__Brano proposto__
####################
Cronache

Le svastiche sulla lapide di Alfredino e la deriva vigliacca contro la memoria

Profanata la tomba del bimbo morto in un pozzo a Vermicino 41 anni fa. Undici segni ignoranti, non una semplice bravata

Le svastiche sulla lapide di Alfredino e la deriva vigliacca contro la memoria

Ci sono bestie che si muovono nei cimiteri di Roma. Non sono i cinghiali che scelgono siti dove esistono rimasugli di vita. Sono uomini, una gang di giovinastri, ombre di esistenze miserabili e violente che hanno scaricato la loro viltà sulla tomba di Alfredino Rampi, al padiglione 85 del Verano. Undici svastiche, undici graffi ignoranti, undici segni di un vuoto che non può e non deve avere giustificazione, non sono messaggi ma tracce di chi non sa nemmeno che cosa rappresenti quelle insegne lugubri dentro quel loculo, pietre che ci riportano la memoria di un evento tragico, l'Italia in ansia nei giorni di giugno dell'Ottantuno.

Alfredo aveva sei anni, la scuola era finita, il tempo delle vacanze concedeva altri sogni infantili, correva nei campi di Vermicino tra Roma e Frascati, c'era un piccolo cantiere accanto alla casa dei genitori, una lamiera era stata messa a coprire un pozzo artesiano. Alfredo la spostò, con gli occhi curiosi provò a scrutare, sentì l'eco della voce, scivolò, cadde, nel silenzio attorno. Venne la notte, vennero giorni terribili, di ansia e terrore, disperazione e tragedia, ricerche in ogni dove, spiraglio, cespuglio, i lamenti di Alfredino, solo con la sua sofferenza nel buio, là sotto, a sessanta metri di profondità, riempivano le case degli italiani collegati in diretta televisiva, diciotto ore per un dramma che non aveva fine, soffocati dalla paura, non era un film, non era una fiction, eppure s'era formata la folla di curiosi, di ambulanti e poi i parenti, quelli arrivati da lontano e cronisti e forze dell'ordine e infermieri, medici, un'ambulanza e, infine Sandro Pertini, come un cast cinematografico per una storia senza colonna sonora, senza un copione scritto ma con una sua verità angosciante. Finì il tredici di giugno quell'attesa, finì con l'ultimo respiro di Alfredino, dopo uno, due, tre tentativi di riportarlo alla luce e alla vita da quella bocca infernale che era diventato il pozzo artesiano.
####################
__Dati archiviati__
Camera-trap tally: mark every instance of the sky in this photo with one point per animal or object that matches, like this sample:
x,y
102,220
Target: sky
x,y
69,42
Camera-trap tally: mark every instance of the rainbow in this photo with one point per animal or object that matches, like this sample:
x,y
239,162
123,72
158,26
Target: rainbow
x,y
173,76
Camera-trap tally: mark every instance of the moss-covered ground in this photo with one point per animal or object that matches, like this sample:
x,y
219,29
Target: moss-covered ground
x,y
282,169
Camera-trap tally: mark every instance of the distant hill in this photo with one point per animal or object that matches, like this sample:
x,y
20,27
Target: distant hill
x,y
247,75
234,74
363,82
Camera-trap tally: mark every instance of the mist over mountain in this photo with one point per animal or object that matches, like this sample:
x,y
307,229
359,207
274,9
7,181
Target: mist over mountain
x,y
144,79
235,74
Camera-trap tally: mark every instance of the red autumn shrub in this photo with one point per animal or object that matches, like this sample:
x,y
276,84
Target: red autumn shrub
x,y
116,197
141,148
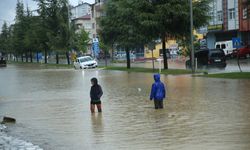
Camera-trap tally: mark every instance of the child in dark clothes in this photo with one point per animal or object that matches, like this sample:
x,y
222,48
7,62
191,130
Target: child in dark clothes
x,y
158,92
95,95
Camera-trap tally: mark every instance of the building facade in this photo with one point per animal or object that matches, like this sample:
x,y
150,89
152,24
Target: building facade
x,y
244,22
224,23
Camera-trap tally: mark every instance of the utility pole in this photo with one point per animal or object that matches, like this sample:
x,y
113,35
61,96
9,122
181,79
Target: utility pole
x,y
192,39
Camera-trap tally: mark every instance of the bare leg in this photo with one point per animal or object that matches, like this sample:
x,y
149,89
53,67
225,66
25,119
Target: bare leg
x,y
99,107
92,108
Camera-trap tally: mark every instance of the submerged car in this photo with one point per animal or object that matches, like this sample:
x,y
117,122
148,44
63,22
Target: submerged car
x,y
209,58
85,62
242,52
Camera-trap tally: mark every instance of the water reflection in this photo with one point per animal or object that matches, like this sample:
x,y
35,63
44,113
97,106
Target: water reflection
x,y
97,126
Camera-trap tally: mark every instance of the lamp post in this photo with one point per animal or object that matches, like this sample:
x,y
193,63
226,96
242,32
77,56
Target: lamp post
x,y
192,40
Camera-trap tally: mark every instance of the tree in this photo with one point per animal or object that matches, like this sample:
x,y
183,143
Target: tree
x,y
121,25
173,19
4,38
133,22
18,32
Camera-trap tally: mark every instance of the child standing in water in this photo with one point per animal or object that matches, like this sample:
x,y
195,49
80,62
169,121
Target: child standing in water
x,y
157,92
95,95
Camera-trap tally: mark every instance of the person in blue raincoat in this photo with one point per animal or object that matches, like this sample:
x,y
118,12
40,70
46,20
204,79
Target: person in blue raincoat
x,y
158,92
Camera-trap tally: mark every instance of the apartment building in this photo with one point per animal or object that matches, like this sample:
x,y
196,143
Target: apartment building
x,y
224,23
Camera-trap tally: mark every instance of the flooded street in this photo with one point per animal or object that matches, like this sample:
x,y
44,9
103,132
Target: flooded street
x,y
51,107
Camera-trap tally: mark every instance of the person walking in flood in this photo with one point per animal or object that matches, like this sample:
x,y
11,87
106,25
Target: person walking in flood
x,y
158,92
95,95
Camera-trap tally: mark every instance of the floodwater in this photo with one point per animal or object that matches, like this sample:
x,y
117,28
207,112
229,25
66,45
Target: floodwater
x,y
52,110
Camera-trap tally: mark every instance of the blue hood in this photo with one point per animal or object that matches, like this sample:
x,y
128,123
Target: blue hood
x,y
157,77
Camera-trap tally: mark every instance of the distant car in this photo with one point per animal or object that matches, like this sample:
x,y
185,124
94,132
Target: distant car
x,y
85,62
209,58
241,52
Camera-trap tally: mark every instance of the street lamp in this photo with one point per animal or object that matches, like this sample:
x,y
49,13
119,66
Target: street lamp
x,y
192,40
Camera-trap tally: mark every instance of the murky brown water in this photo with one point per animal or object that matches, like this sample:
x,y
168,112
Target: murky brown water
x,y
52,110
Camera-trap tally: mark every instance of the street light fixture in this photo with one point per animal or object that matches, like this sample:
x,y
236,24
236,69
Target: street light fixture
x,y
192,40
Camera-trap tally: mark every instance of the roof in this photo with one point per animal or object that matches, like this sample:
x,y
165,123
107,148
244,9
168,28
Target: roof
x,y
85,17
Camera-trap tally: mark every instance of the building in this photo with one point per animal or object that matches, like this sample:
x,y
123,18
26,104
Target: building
x,y
224,23
244,22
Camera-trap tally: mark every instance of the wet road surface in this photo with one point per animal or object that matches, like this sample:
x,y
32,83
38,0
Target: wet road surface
x,y
52,110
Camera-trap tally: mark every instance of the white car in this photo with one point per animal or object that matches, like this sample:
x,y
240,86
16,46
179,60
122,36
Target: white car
x,y
85,62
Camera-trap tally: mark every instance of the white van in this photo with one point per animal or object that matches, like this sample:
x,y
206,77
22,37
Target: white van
x,y
85,62
226,46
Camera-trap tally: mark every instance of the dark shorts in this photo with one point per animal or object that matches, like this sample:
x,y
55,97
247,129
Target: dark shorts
x,y
158,104
95,102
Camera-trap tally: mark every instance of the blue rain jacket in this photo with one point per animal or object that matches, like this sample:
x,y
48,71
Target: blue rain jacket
x,y
158,89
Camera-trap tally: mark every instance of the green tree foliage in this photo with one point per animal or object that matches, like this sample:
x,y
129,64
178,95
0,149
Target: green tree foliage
x,y
132,22
122,26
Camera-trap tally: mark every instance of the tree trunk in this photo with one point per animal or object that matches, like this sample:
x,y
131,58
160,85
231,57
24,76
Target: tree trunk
x,y
57,58
26,57
112,52
37,59
67,56
128,58
105,57
22,57
31,57
45,56
16,58
164,51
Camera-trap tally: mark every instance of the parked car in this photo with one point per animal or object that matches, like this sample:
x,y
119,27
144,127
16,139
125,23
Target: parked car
x,y
226,46
85,62
209,58
241,52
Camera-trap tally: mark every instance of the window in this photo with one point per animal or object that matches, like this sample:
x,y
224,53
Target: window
x,y
244,13
231,13
219,16
223,46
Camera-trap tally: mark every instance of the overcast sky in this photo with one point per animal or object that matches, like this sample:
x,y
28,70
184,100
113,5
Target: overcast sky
x,y
7,9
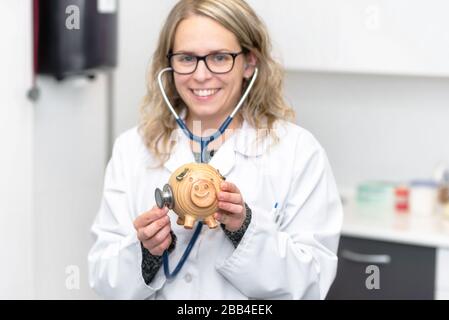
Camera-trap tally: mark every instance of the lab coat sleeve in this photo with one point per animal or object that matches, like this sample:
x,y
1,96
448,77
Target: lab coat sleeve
x,y
115,259
297,259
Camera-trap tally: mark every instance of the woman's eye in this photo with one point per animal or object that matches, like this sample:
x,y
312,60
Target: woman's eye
x,y
186,58
220,57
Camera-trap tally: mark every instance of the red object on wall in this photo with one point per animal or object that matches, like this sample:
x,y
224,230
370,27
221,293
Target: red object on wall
x,y
402,199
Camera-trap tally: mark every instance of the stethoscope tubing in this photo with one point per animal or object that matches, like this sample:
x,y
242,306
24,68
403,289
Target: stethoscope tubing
x,y
204,142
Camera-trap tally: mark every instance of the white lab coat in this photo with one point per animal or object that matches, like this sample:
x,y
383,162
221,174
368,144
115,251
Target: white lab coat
x,y
287,253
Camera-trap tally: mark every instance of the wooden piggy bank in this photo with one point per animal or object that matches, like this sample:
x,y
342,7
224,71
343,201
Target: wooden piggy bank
x,y
192,194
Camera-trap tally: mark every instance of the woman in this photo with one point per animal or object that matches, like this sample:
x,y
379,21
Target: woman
x,y
279,209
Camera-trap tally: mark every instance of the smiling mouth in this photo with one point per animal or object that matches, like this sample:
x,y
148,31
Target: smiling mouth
x,y
204,92
202,195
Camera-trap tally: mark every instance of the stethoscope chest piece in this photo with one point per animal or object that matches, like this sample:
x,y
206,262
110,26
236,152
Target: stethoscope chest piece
x,y
192,194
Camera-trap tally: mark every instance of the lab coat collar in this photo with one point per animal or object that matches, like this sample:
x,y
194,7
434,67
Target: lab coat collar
x,y
244,141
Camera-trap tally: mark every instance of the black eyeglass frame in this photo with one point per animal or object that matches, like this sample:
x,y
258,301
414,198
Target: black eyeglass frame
x,y
234,55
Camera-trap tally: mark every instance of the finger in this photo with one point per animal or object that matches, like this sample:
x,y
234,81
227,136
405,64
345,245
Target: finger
x,y
159,237
231,207
229,187
150,216
150,230
230,197
221,217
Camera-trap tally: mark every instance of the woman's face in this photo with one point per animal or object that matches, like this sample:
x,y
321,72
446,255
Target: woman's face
x,y
207,94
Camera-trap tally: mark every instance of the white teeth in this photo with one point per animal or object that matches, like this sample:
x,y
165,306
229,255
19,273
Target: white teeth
x,y
205,93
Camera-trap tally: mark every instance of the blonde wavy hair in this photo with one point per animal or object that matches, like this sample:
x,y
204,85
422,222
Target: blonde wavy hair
x,y
265,103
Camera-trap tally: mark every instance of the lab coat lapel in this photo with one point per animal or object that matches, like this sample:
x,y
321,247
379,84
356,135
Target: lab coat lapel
x,y
181,153
224,159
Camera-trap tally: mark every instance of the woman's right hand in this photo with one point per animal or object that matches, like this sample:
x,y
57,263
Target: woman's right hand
x,y
153,230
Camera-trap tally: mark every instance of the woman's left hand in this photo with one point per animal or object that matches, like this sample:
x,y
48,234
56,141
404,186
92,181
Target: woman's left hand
x,y
232,211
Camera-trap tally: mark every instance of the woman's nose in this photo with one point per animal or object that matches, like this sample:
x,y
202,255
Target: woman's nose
x,y
202,73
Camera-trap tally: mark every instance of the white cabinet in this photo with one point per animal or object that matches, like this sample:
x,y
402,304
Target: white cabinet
x,y
409,37
442,274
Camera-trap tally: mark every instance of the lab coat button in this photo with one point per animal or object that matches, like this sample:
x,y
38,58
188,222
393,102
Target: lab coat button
x,y
188,278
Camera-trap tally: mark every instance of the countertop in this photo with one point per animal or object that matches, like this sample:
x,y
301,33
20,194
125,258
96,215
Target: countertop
x,y
407,228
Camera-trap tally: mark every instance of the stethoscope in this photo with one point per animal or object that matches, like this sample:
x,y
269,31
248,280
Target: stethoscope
x,y
204,142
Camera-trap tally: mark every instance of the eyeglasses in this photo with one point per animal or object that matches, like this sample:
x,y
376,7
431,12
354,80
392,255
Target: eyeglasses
x,y
221,62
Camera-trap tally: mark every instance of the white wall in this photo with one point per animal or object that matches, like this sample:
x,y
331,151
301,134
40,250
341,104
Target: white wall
x,y
53,155
139,25
69,157
375,127
16,128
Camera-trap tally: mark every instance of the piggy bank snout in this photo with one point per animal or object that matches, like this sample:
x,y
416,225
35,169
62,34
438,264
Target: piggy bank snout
x,y
203,193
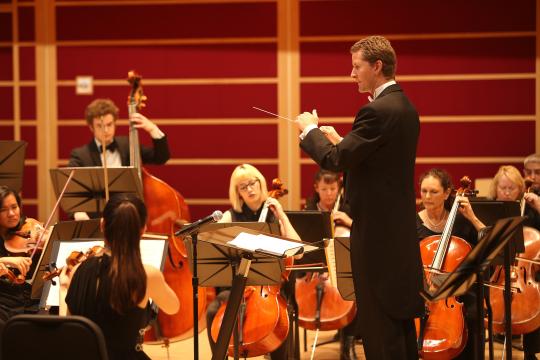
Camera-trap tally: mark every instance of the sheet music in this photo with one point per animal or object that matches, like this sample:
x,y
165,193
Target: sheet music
x,y
330,252
151,253
265,243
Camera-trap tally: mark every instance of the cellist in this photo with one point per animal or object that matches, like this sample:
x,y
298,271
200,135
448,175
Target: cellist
x,y
508,185
327,188
101,116
248,194
14,298
435,192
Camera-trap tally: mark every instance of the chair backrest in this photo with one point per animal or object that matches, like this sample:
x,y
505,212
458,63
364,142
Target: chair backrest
x,y
52,337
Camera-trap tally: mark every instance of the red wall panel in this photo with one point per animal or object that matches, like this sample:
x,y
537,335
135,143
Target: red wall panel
x,y
6,63
476,139
6,132
30,181
6,111
167,21
29,134
402,17
479,97
28,103
27,63
197,61
5,27
222,141
441,56
190,101
26,23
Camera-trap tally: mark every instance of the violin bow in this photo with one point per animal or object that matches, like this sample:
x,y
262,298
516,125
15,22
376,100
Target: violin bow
x,y
40,240
104,153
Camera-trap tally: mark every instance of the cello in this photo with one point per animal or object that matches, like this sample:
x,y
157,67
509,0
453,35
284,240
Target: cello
x,y
526,300
444,332
263,320
166,211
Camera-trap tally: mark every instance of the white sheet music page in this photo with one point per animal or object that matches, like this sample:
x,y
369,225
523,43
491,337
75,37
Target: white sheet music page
x,y
265,243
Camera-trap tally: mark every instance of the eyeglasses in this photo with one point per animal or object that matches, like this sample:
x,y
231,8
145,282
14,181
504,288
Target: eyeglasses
x,y
507,189
529,172
250,184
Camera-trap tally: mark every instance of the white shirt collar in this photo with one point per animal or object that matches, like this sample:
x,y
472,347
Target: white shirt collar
x,y
381,88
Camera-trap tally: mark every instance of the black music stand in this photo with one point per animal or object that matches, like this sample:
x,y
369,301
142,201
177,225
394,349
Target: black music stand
x,y
472,268
220,261
12,163
86,191
345,283
312,227
489,211
66,230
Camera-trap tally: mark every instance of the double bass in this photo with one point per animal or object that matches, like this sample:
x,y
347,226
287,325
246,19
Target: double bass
x,y
263,322
444,332
523,277
166,210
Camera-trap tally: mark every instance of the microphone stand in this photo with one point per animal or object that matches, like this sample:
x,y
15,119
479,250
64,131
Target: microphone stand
x,y
195,284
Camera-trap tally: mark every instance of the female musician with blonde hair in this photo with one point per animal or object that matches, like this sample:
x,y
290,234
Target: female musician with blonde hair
x,y
508,185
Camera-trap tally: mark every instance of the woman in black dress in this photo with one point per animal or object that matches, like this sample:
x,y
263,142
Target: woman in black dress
x,y
14,298
113,290
435,192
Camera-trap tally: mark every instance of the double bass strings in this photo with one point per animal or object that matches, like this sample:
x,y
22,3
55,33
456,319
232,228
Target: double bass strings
x,y
271,113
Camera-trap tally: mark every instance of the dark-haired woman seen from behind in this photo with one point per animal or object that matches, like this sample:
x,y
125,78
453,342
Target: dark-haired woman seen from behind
x,y
113,290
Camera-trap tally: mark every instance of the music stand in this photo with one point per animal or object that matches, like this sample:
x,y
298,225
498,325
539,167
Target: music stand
x,y
489,211
472,267
312,227
66,230
12,163
86,191
220,261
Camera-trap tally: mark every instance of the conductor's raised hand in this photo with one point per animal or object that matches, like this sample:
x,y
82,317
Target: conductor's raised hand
x,y
331,134
305,119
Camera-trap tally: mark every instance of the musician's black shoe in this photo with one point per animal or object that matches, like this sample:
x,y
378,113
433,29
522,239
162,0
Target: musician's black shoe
x,y
347,350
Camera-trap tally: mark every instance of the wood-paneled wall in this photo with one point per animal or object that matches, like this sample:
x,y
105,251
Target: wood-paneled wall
x,y
469,67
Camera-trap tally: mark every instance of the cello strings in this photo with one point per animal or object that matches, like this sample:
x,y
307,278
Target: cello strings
x,y
271,113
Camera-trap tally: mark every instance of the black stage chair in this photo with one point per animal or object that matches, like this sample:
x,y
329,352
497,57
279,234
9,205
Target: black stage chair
x,y
52,337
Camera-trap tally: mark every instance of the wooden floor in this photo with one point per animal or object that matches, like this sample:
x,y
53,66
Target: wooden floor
x,y
184,349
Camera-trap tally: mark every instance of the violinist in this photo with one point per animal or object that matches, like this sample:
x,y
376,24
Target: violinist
x,y
327,186
248,193
14,298
508,185
113,290
101,116
436,194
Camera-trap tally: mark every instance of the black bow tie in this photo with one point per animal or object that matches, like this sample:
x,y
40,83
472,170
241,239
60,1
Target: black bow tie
x,y
111,147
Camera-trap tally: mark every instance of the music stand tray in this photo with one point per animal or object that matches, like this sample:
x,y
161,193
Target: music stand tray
x,y
86,191
313,227
221,264
12,163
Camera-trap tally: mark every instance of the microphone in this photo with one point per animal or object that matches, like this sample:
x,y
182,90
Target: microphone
x,y
193,227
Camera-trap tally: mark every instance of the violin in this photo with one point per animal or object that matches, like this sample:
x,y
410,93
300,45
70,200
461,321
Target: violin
x,y
75,258
263,317
23,242
525,301
444,330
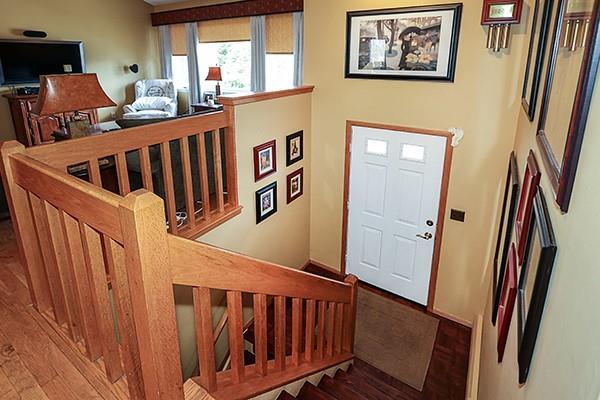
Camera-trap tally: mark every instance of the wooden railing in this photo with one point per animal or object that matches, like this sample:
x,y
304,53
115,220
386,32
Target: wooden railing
x,y
189,162
101,267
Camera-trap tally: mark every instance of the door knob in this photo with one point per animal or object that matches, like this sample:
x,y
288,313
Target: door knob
x,y
426,236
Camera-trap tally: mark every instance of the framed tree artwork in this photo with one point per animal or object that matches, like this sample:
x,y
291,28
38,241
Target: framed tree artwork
x,y
531,181
507,301
570,80
403,43
265,160
266,202
538,38
294,149
505,231
534,281
295,185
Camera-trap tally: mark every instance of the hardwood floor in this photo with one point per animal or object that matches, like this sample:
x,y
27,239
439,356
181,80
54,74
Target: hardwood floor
x,y
447,374
35,360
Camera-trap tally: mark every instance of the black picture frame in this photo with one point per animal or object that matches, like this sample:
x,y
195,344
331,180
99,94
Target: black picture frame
x,y
537,42
261,212
456,8
290,158
530,313
562,174
510,204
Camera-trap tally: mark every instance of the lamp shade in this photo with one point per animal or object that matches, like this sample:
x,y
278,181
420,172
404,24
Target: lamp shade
x,y
214,74
69,93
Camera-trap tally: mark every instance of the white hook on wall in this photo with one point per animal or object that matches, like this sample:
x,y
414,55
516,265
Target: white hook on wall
x,y
457,136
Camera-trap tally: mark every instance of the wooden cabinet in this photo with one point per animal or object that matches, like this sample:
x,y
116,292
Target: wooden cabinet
x,y
31,129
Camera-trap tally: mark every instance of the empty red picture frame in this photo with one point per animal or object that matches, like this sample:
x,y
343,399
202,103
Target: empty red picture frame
x,y
507,301
531,181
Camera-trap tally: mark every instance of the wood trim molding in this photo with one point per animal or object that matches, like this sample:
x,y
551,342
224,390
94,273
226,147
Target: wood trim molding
x,y
246,8
443,196
254,97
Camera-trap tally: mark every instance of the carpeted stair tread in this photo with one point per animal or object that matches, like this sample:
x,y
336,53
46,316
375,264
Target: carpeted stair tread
x,y
311,392
338,389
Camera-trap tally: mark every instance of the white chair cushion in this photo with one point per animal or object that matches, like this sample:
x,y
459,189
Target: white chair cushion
x,y
147,114
151,103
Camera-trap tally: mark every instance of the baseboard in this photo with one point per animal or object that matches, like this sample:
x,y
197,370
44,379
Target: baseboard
x,y
475,358
324,266
453,318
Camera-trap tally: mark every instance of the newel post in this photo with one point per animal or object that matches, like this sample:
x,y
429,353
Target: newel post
x,y
24,228
350,317
151,291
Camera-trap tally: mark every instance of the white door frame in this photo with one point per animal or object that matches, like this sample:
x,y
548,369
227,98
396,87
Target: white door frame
x,y
443,195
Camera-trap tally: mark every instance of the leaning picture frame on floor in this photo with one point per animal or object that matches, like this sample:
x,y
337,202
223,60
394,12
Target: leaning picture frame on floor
x,y
505,231
403,43
534,281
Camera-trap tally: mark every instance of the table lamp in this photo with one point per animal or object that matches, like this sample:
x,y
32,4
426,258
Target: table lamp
x,y
214,74
61,94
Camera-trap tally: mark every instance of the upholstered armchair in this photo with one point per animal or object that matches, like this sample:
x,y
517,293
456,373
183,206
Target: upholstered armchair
x,y
154,98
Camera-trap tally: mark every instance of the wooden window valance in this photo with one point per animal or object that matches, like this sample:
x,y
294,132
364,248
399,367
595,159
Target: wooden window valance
x,y
279,33
229,10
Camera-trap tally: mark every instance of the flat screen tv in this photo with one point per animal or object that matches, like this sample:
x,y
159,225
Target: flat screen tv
x,y
23,61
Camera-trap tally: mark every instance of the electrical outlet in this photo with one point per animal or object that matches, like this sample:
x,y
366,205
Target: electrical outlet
x,y
457,215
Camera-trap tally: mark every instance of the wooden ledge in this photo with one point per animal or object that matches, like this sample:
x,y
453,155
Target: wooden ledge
x,y
238,99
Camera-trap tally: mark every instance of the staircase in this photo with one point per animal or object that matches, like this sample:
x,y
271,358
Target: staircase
x,y
360,382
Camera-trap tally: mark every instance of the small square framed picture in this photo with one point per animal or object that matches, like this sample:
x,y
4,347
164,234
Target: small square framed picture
x,y
295,185
265,160
294,148
266,202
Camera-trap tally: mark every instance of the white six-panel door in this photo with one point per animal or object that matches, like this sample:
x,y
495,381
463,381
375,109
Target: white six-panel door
x,y
394,196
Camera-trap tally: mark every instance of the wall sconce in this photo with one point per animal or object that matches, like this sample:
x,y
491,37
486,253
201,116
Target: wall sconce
x,y
575,29
499,15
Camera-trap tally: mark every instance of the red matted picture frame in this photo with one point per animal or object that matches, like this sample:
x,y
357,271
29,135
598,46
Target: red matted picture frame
x,y
531,181
507,301
295,185
494,12
265,160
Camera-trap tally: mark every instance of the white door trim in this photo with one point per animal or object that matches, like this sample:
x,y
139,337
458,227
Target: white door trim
x,y
443,194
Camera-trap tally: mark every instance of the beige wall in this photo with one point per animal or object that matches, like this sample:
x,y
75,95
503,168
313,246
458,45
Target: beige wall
x,y
483,100
115,34
566,361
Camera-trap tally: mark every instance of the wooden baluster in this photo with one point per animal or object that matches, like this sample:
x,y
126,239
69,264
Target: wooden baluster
x,y
94,258
83,291
310,331
236,335
115,259
51,269
64,271
203,170
188,183
205,339
146,167
260,333
94,171
321,329
330,327
339,324
148,269
218,170
123,175
25,231
280,333
350,315
296,330
167,167
230,157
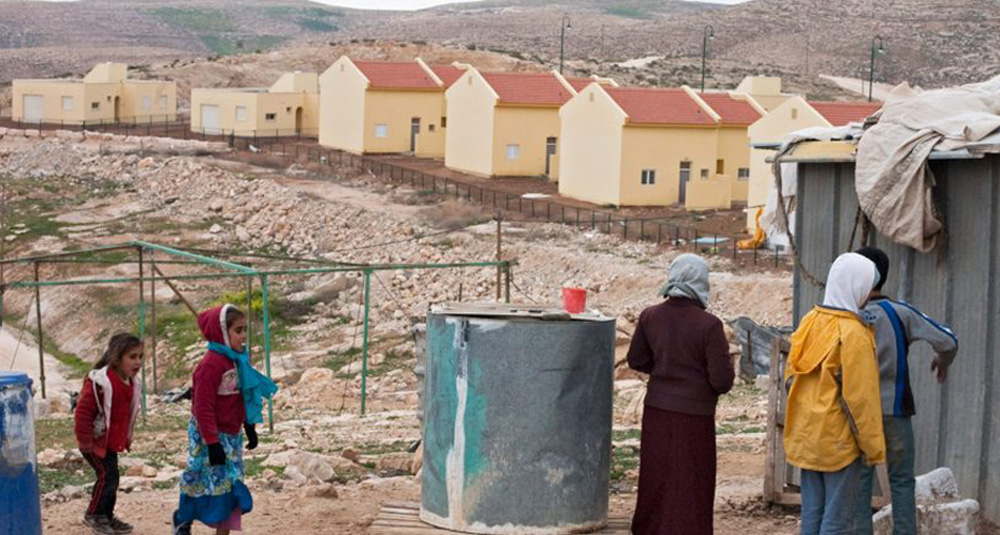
####################
__Esercizi da svolgere__
[a] Riassumi il brano in due frasi.
[b] Secondo il brano, a quale profondità si trovava Alfredino nel pozzo?
[c] Ricopia dal brano il testo compreso tra "Ci sono bestie" e "di giugno dell'Ottantuno.", estremi inclusi.

__Esercizi svolti__
[a] Una gang di giovinastri ha profanato con undici svastiche la tomba di Alfredino Rampi, al padiglione 85 del Verano. Il bambino, di sei anni, era caduto in un pozzo artesiano a Vermicino nel giugno dell'Ottantuno ed era morto il tredici giugno, dopo tre tentativi di riportarlo in superficie seguiti in diretta televisiva.

[b] A sessanta metri di profondità.

[c]
Ci sono bestie che si muovono nei cimiteri di Roma. Non sono i cinghiali che scelgono siti dove esistono rimasugli di vita. Sono uomini, una gang di giovinastri, ombre di esistenze miserabili e violente che hanno scaricato la loro viltà sulla tomba di Alfredino Rampi, al padiglione 85 del Verano. Undici svastiche, undici graffi ignoranti, undici segni di un vuoto che non può e non deve avere giustificazione, non sono messaggi ma tracce di chi non sa nemmeno che cosa rappresenti quelle insegne lugubri dentro quel loculo, pietre che ci riportano la memoria di un evento tragico, l'Italia in ansia nei giorni di giugno dell'Ottantuno.